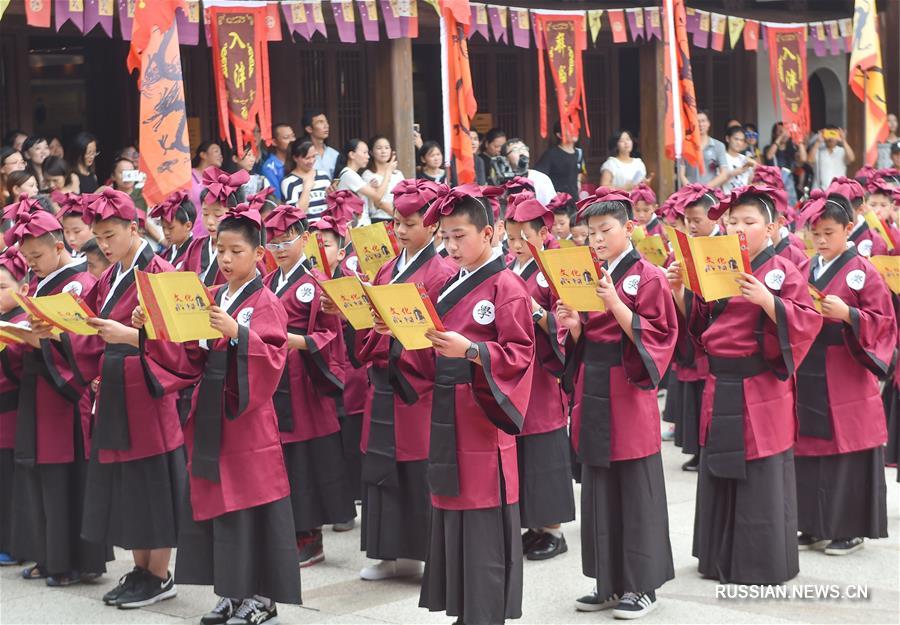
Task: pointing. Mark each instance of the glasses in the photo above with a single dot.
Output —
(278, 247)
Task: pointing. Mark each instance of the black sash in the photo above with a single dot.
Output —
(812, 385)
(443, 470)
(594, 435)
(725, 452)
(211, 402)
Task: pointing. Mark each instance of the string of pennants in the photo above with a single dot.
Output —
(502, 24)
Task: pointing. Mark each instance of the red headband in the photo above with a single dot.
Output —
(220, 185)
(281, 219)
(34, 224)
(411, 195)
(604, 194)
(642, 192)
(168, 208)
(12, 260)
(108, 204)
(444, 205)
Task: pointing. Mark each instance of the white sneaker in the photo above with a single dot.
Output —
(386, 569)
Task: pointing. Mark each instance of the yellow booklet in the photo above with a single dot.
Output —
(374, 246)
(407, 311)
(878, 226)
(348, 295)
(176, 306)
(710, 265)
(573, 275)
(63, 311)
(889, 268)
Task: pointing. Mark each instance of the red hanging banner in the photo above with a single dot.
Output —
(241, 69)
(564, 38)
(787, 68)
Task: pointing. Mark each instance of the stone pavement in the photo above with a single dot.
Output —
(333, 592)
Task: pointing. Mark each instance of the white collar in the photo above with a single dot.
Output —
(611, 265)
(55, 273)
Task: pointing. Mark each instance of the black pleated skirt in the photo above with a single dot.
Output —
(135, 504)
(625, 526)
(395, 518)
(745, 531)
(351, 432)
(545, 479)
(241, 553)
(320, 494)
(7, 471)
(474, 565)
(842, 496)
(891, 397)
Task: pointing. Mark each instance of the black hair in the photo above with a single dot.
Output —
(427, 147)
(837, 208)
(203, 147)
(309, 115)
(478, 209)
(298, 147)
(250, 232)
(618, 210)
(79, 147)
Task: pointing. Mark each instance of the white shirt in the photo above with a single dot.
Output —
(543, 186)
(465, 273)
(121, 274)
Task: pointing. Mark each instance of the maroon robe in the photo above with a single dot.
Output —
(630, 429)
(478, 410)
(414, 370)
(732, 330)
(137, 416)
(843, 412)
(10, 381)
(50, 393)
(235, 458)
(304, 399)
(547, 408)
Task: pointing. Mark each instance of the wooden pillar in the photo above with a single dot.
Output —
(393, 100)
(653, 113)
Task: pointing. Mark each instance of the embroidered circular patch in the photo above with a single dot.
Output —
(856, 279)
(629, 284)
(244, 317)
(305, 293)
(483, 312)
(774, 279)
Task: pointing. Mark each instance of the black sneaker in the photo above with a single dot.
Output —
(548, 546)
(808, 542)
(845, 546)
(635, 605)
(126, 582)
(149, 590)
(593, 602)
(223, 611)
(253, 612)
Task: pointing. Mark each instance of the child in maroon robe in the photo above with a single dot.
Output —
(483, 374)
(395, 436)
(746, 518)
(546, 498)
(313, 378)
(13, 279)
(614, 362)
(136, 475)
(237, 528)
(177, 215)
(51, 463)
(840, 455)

————————

WHAT IS NEEDED >> Given the entries above, say how many lines include the word "sneaker", and write nothing besides the number.

TASK SOLUTION >> 2